## [What the exercise asks]
Check every line of the data and copy the ones where "below" appears.

## [Stored data entries]
-----

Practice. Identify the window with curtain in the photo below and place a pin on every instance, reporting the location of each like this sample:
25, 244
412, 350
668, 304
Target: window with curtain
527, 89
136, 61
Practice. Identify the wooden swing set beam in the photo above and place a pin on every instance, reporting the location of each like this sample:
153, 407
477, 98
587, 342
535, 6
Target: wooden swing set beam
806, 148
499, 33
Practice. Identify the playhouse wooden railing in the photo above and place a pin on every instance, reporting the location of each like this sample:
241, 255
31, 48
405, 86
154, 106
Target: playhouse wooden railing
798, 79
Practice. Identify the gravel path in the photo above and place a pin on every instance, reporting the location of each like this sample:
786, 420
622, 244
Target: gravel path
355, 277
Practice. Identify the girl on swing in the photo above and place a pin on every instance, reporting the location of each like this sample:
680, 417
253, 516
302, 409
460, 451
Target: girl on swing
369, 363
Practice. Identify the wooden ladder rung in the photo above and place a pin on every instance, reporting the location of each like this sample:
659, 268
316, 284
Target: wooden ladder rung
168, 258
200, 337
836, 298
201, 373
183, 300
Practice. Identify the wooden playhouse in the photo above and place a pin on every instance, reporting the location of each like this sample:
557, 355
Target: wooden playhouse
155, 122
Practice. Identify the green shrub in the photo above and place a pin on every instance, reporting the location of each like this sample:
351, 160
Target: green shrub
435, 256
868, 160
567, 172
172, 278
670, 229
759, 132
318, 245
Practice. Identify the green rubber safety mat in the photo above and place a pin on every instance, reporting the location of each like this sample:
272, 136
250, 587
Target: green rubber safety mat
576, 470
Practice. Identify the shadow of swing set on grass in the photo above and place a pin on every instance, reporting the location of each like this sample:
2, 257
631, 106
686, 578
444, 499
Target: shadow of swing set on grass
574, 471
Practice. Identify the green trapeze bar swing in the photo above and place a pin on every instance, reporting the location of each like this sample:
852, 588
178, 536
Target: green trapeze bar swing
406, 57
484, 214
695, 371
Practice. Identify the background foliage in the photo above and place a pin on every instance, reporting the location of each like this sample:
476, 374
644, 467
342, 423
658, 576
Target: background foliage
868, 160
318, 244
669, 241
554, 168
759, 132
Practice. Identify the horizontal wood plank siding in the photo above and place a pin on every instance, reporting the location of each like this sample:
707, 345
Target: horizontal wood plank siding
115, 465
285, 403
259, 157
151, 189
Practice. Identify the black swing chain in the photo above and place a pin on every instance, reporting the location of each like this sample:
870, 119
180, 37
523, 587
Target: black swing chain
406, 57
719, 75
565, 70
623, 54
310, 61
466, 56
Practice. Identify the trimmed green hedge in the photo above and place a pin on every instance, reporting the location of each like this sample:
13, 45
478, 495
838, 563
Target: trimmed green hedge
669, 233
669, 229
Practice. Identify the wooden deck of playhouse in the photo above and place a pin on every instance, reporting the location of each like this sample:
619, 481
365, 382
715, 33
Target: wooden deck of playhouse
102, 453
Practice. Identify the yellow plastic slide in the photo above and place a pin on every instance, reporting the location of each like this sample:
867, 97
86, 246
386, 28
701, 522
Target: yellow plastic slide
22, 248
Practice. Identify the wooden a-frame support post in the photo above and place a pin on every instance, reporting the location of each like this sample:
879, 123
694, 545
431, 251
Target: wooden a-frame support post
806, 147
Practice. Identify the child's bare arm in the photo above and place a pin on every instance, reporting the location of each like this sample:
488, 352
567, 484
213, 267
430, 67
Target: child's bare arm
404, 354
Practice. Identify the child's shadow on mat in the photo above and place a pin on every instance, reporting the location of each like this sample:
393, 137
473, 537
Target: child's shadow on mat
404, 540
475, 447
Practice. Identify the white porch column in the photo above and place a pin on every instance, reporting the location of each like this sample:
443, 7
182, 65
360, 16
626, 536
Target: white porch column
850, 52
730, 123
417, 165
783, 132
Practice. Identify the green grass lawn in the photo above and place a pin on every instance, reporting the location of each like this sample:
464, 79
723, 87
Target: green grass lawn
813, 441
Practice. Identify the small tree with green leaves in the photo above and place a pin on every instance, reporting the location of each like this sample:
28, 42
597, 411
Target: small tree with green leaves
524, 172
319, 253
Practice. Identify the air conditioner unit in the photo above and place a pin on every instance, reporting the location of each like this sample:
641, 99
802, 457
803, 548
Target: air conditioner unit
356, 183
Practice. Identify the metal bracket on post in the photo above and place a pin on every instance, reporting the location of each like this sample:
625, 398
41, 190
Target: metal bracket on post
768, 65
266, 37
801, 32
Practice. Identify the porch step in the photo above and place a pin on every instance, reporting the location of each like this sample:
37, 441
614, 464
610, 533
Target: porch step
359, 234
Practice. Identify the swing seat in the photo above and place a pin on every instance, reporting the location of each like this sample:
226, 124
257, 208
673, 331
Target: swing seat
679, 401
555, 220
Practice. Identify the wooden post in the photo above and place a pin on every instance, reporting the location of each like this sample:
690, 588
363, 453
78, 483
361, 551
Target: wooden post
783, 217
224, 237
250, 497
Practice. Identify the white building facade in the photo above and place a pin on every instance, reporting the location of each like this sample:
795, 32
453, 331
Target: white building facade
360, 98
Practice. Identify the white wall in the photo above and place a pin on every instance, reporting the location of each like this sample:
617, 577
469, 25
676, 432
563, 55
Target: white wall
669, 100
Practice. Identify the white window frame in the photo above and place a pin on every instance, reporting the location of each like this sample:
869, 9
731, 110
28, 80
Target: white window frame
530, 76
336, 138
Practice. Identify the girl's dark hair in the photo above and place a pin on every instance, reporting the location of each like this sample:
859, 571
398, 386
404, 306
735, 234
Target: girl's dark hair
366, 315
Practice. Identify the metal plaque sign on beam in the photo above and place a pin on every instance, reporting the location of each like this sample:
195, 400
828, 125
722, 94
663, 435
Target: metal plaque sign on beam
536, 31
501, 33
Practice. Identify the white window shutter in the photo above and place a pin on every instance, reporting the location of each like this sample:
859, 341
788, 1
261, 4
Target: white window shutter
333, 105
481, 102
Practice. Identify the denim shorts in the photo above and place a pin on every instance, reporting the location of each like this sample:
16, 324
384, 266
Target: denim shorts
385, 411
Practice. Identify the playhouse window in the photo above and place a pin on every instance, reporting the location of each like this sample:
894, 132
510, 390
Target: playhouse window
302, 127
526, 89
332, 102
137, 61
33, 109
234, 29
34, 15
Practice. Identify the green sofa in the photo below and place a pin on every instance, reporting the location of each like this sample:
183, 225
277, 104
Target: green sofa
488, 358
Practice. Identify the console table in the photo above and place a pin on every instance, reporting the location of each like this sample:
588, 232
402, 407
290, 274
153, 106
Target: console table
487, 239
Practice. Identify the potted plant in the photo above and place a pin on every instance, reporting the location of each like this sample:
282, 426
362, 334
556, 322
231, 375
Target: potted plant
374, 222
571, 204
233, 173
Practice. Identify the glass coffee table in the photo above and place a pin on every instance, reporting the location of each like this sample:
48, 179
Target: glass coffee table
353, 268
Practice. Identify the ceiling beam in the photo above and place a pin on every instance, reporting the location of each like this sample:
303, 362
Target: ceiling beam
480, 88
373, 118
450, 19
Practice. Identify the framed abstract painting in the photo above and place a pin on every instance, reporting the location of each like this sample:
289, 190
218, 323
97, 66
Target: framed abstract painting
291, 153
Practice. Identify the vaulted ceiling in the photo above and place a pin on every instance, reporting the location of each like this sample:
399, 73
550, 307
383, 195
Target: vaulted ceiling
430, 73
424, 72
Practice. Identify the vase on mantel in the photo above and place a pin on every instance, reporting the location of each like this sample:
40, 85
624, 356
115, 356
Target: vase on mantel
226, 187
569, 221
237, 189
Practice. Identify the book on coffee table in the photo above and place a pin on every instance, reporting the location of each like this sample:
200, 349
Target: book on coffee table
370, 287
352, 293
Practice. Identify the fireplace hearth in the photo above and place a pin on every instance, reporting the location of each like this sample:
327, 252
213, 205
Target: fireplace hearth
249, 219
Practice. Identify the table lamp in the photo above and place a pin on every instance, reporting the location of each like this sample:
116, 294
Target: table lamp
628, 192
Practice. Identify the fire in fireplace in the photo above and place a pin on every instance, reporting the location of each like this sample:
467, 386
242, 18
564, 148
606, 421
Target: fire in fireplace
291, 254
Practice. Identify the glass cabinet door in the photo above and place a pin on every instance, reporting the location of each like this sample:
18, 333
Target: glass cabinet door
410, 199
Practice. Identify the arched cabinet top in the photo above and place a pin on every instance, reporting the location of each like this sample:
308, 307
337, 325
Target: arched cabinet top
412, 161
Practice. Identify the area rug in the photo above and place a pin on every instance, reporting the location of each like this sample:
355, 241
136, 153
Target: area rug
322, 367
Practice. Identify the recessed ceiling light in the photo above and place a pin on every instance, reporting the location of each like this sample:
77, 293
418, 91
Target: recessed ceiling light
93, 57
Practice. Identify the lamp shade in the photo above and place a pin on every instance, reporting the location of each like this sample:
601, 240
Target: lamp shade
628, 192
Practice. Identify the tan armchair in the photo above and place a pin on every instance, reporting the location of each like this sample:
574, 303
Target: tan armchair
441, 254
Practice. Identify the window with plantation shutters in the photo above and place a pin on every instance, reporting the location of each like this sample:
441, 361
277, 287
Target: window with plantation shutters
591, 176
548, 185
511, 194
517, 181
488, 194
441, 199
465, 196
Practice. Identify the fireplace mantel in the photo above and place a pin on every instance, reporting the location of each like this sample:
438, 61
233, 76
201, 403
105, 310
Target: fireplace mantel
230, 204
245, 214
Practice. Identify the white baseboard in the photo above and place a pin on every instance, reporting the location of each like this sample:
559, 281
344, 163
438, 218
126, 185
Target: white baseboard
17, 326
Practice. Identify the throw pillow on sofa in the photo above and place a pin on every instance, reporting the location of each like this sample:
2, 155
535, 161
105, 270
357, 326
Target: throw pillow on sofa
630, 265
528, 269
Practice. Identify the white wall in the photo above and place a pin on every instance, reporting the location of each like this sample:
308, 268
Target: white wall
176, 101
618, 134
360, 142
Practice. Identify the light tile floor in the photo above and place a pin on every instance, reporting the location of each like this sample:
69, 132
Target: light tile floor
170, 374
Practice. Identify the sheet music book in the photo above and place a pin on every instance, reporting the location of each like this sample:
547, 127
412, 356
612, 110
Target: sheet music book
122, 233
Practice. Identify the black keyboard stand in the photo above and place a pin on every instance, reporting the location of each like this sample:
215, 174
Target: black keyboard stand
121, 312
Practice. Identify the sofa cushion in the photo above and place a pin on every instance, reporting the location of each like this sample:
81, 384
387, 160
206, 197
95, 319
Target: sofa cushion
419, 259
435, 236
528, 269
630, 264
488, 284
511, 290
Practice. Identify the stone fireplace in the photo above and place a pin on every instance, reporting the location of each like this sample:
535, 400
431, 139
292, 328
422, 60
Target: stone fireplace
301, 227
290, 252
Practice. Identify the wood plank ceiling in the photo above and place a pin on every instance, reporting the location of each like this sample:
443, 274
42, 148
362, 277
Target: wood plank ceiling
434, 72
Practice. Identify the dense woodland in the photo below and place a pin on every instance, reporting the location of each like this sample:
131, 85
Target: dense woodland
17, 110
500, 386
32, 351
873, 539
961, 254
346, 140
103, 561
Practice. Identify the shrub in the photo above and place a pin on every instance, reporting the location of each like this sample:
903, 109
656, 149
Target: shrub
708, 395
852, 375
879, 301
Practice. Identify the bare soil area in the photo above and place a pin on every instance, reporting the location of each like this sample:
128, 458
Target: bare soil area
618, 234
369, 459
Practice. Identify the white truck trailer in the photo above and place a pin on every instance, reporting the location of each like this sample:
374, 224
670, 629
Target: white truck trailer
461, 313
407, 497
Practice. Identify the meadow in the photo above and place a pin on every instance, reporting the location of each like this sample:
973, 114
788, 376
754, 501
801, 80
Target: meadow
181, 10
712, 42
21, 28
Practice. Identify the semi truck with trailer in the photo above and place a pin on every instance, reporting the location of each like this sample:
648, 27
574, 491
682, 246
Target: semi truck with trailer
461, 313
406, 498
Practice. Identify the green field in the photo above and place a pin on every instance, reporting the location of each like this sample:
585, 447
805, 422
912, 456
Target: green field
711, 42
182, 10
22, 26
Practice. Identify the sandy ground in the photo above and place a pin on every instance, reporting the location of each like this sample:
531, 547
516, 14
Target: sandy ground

-----

## [Exercise output]
Practice. Identify the window with curtain in the photo below and place a pin on every instance, reporting the location of each like this sample:
Practice. Identify the green sofa in the photo below and place a pin on every instance, reporting the location of each like this sample:
Practice. Identify the dense woodland in the photo below and place a pin on every instance, reporting the location of each like this sample:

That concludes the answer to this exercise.